Please duplicate all of the records below, reproducing every line without changing a single character.

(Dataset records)
--

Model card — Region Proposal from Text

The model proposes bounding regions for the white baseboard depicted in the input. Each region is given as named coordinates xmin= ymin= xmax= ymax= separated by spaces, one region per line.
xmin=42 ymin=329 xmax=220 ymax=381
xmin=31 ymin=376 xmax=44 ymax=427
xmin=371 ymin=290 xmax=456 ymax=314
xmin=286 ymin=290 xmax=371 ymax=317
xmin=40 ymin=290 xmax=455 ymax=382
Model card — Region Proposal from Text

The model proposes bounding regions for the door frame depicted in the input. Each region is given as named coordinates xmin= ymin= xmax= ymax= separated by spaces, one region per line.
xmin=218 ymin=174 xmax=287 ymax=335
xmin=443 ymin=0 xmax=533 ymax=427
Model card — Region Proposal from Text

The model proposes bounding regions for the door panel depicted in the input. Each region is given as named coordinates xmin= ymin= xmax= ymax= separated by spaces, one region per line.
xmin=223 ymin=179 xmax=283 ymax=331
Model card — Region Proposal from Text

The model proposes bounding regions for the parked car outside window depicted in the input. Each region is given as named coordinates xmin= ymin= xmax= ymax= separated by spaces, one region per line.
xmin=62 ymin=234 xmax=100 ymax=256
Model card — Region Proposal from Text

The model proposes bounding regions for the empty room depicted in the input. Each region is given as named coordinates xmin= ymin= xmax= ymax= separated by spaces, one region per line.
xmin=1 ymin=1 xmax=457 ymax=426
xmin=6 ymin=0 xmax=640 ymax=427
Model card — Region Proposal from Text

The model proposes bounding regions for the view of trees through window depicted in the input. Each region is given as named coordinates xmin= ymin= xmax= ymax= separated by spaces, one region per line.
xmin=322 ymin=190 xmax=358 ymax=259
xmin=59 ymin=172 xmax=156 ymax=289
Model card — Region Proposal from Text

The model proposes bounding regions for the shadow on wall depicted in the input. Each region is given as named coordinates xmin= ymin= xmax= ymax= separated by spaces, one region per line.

--

Solution for this exercise
Model card — Region Proposal from Text

The model proposes bounding regions for the white baseboard depicted in the input. Each region is given as named coordinates xmin= ymin= xmax= ymax= separated by spaces, one region per line.
xmin=42 ymin=329 xmax=220 ymax=381
xmin=31 ymin=376 xmax=44 ymax=427
xmin=371 ymin=290 xmax=456 ymax=314
xmin=286 ymin=290 xmax=371 ymax=317
xmin=40 ymin=290 xmax=455 ymax=382
Model card — Region Proposal from Text

The model proposes bounding regions for the door frame depicted in the input. Each region is given as named coordinates xmin= ymin= xmax= ymax= separated by spaces, one region per line.
xmin=218 ymin=174 xmax=287 ymax=335
xmin=443 ymin=0 xmax=533 ymax=427
Model card — Region Proposal from Text

The model proposes bounding regions for the door panel depicted in the input. Each region is given as named coordinates xmin= ymin= xmax= ymax= separated by spaces, one region per line.
xmin=223 ymin=179 xmax=283 ymax=331
Model card — Region Proposal from Text

The model proposes bounding regions for the parked car outside window depicted in the input. Each region is given as named coordinates xmin= ymin= xmax= ymax= separated by spaces, one region per line.
xmin=62 ymin=234 xmax=100 ymax=256
Model card — Region Proposal from Text

The model proposes bounding regions for the empty room depicted in the input. Each region is given as named coordinates xmin= ymin= xmax= ymax= separated by spaces, one region per line.
xmin=1 ymin=1 xmax=457 ymax=426
xmin=6 ymin=0 xmax=640 ymax=427
Model card — Region Proposal from Text

The model proposes bounding regions for the view of trees through window depicted in the input. Each region is given as named coordinates xmin= ymin= xmax= ymax= separated by spaces, one region per line.
xmin=322 ymin=190 xmax=358 ymax=259
xmin=59 ymin=172 xmax=156 ymax=289
Model card — Region Proposal from Text

The model proposes bounding regions for the shadow on wall depicted in the input. Each region is given as named coordinates xmin= ymin= xmax= ymax= separated by spaces, one region per line.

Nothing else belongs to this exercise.